DIRECTIONS
Reproduce every line of the records below verbatim, omitting the pictures.

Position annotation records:

------------------------------------

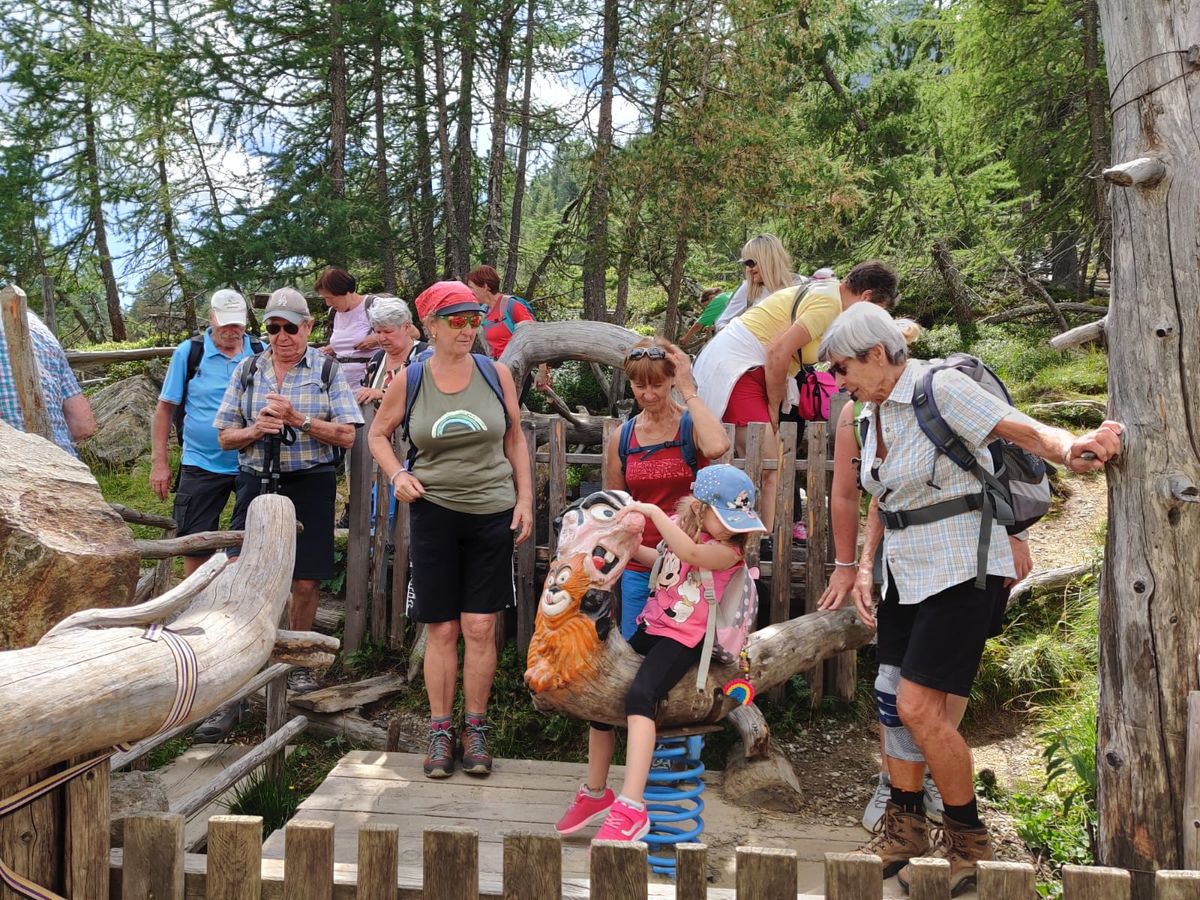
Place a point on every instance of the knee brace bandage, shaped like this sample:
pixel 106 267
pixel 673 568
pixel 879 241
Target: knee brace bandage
pixel 898 743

------------------------------------

RESULT
Place a point on every instance of the knee brace bandage, shaped like this sample:
pixel 106 267
pixel 673 568
pixel 879 241
Target: knee brace bandage
pixel 898 743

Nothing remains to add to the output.